## GOAL OF THE EXERCISE
Present every line of the records below as a Markdown table with two columns, Row for the row number and Line for the line itself, skipping blank lines. Leave the pictures out.

## RECORDS TO USE
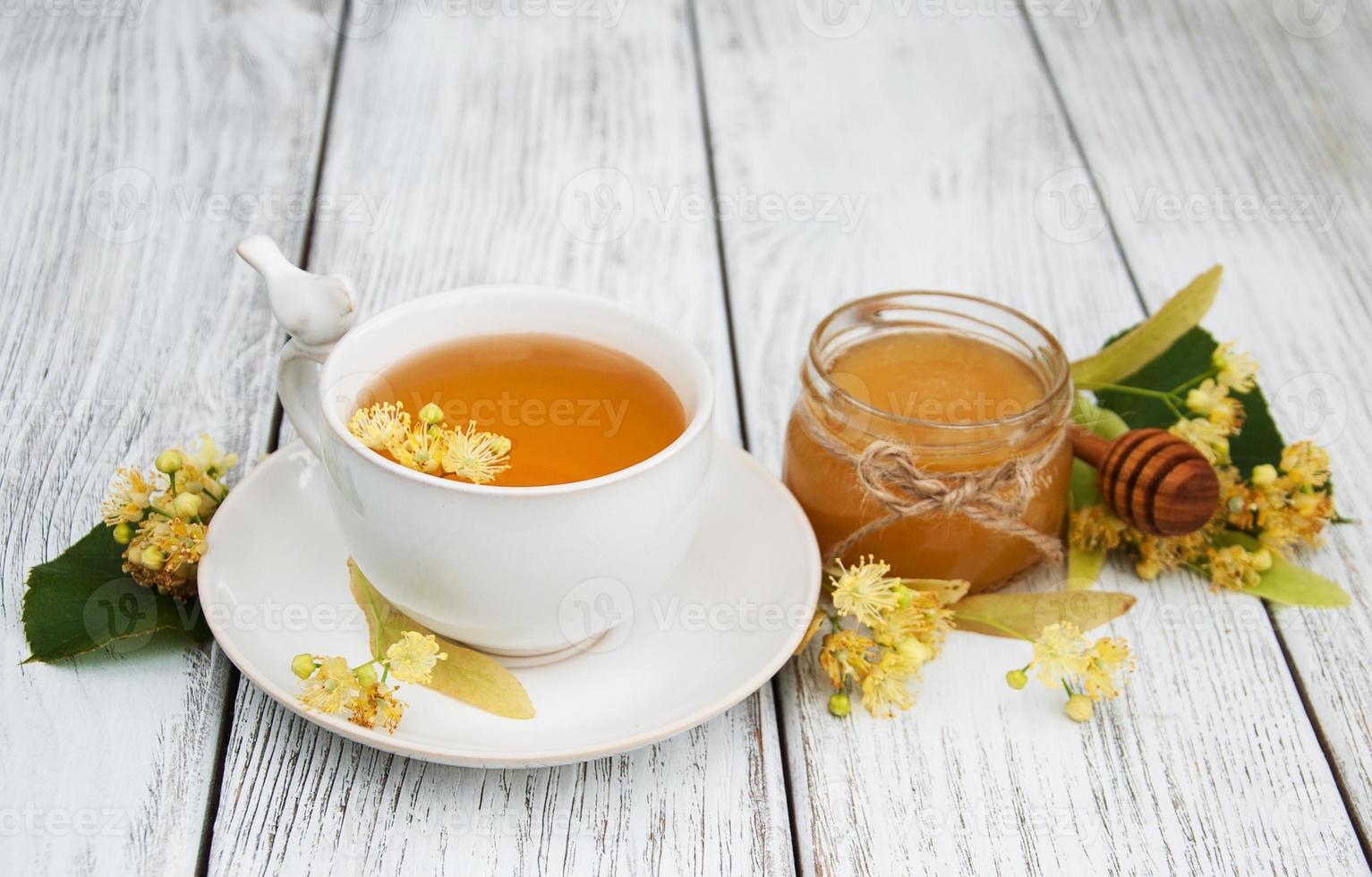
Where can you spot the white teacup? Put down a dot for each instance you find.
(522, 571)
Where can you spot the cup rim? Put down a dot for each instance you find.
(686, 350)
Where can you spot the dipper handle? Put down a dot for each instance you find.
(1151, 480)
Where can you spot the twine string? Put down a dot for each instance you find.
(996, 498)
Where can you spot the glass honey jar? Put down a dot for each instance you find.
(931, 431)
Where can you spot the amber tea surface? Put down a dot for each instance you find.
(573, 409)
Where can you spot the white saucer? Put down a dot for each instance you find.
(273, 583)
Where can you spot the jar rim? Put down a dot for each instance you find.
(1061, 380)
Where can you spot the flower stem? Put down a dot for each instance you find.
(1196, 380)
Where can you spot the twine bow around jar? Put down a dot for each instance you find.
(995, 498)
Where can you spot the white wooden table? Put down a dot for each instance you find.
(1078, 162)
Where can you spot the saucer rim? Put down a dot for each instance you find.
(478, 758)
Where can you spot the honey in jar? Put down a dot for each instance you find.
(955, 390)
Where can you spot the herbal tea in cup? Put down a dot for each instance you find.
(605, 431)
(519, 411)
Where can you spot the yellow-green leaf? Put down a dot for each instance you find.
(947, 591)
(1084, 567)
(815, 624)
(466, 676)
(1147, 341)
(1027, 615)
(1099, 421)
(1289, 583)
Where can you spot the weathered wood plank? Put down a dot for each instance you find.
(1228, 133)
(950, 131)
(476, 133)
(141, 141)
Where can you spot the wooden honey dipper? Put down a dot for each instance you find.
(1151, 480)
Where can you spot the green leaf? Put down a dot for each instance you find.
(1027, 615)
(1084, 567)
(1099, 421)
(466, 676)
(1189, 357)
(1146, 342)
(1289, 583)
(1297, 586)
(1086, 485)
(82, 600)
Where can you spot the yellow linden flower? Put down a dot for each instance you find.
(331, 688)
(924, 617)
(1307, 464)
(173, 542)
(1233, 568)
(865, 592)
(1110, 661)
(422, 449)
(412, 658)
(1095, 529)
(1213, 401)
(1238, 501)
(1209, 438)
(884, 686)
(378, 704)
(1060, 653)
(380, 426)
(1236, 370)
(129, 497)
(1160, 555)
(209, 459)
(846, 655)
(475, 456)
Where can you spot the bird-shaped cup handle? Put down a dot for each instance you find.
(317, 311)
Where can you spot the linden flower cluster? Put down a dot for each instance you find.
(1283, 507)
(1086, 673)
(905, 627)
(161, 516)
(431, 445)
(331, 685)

## OUTPUT
| Row | Line |
|---|---|
| 1 | Where can you spot the white teacup? Put down a dot for each instance you find. |
| 2 | (522, 571) |
| 3 | Where can you spot the cup rim? Put down a dot for each instance you find. |
| 4 | (686, 350) |
| 5 | Where can you spot the dipper handle? Put down a dot for each instance you find. |
| 6 | (1151, 480) |
| 7 | Where can you spot the twine string? Put down a dot for each instance you find. |
| 8 | (996, 498) |
| 9 | Where can you spot the glass honey jar? Put down a dot for each instance you find. |
| 10 | (931, 431) |
| 11 | Where can you spot the amber tea surface? Put down a dot for each instance you find. |
| 12 | (573, 409) |
| 13 | Where can you spot the white saucer? Put down a dot for each instance you find. |
| 14 | (273, 583) |
| 15 | Where can you spot the jar rim? Put down a dot for each instance you find. |
| 16 | (1061, 380) |
| 17 | Where can you spot the flower stem? Put down a dot for each instance you find. |
| 18 | (1196, 380) |
| 19 | Where can you spot the twine bow around jar? Put down a dot for each instance you find. |
| 20 | (995, 498) |
| 21 | Where can you spot the white wooden table? Put down a dot for each instance you find. |
| 22 | (1078, 162) |
| 23 | Where can you spot the saucer rim? Put down a dot for each instance you find. |
| 24 | (478, 758) |
| 25 | Where can you spot the honey in jar? Put down a dot for each instance you find. |
| 26 | (955, 390) |
| 27 | Where can you spot the herbal tea in cup? Put down a dot for each instance you find. |
| 28 | (605, 431) |
| 29 | (519, 411) |
| 30 | Where can you spot the yellow-green leaf? Put down a dot for each instance you find. |
| 31 | (947, 591) |
| 32 | (1084, 567) |
| 33 | (815, 624) |
| 34 | (466, 676) |
| 35 | (1147, 341) |
| 36 | (1027, 615) |
| 37 | (1099, 421) |
| 38 | (1289, 583) |
| 39 | Where can you spot the weathered wood plank? Put down a dot for each instance you find. |
| 40 | (1228, 133) |
| 41 | (950, 131) |
| 42 | (476, 133) |
| 43 | (141, 141) |
| 44 | Where can you spot the wooden honey dipper? Put down a dot for each instance you find. |
| 45 | (1151, 480) |
| 46 | Where can you spot the green leaf? Put down a dot for each instance you find. |
| 47 | (1027, 615) |
| 48 | (1084, 567) |
| 49 | (1099, 421) |
| 50 | (466, 676) |
| 51 | (1189, 357) |
| 52 | (1146, 342) |
| 53 | (1289, 583) |
| 54 | (1297, 586) |
| 55 | (1086, 485) |
| 56 | (82, 600) |
| 57 | Where can you spot the yellow linden flower? Put down a dot for each instance you find. |
| 58 | (331, 688) |
| 59 | (924, 617) |
| 60 | (1307, 464) |
| 61 | (173, 542) |
| 62 | (1233, 568) |
| 63 | (865, 592) |
| 64 | (1110, 661) |
| 65 | (422, 449) |
| 66 | (412, 658) |
| 67 | (1095, 529) |
| 68 | (1213, 401) |
| 69 | (1238, 501) |
| 70 | (1209, 438) |
| 71 | (884, 686) |
| 72 | (378, 704) |
| 73 | (1060, 653) |
| 74 | (380, 426) |
| 75 | (1236, 370) |
| 76 | (129, 497) |
| 77 | (1160, 555) |
| 78 | (209, 459) |
| 79 | (846, 655) |
| 80 | (475, 456) |
| 81 | Where can you spot the bird-shaped cup handle? Put down a dot for each instance you find. |
| 82 | (317, 311) |
| 83 | Where can you spot the linden flower cluster? Put down a dot for each instance you find. |
| 84 | (1283, 507) |
| 85 | (1086, 673) |
| 86 | (905, 627) |
| 87 | (161, 516) |
| 88 | (431, 445) |
| 89 | (331, 685) |